Raw records:
..............................

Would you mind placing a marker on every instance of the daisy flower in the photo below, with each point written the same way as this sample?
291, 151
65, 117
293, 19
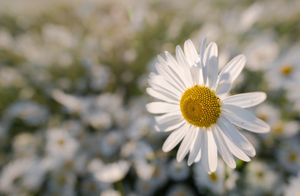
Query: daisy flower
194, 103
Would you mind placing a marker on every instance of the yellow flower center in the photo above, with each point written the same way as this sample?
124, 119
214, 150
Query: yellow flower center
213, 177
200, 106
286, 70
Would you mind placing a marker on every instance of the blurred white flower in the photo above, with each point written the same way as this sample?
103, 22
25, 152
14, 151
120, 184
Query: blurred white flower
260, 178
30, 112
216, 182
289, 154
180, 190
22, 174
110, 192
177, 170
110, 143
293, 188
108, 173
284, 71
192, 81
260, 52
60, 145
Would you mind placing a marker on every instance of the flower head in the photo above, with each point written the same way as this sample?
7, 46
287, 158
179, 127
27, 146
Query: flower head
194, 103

..............................

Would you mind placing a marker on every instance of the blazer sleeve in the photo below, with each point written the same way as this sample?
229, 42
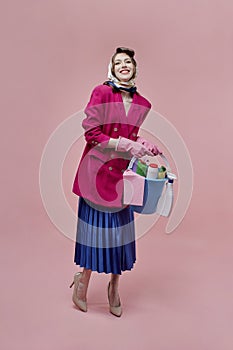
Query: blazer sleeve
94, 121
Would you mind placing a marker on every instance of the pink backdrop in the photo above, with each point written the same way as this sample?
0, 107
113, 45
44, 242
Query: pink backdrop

..............................

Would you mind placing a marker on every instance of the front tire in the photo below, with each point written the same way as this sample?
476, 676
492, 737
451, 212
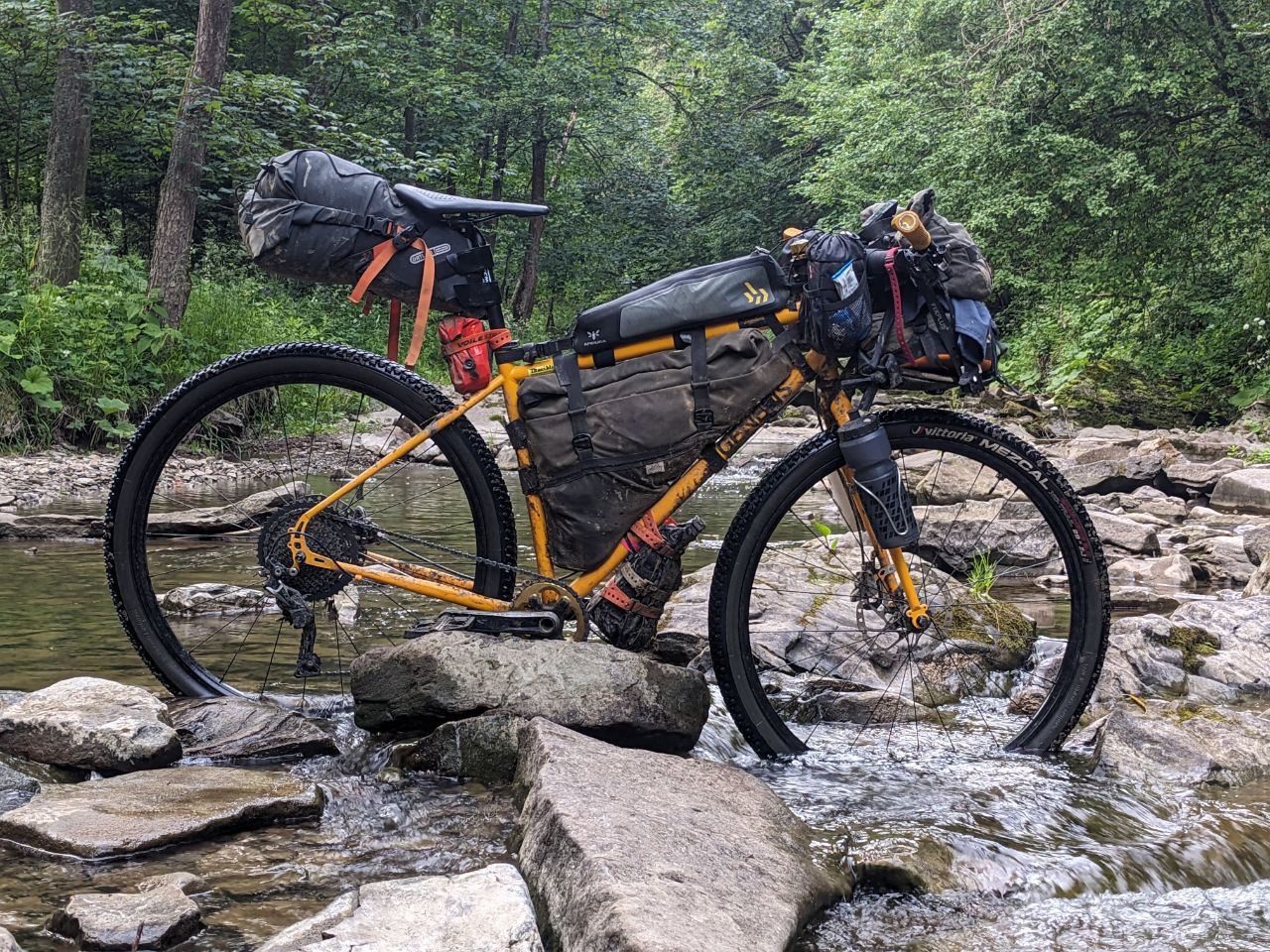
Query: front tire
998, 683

..............................

List each line above that contains the string "white". Case counts.

* **Solution to the exercise**:
Would you mind placing a marker on every instance of the blurred white flower in the photo above, with each point written the same way as this sample?
Query: blurred white flower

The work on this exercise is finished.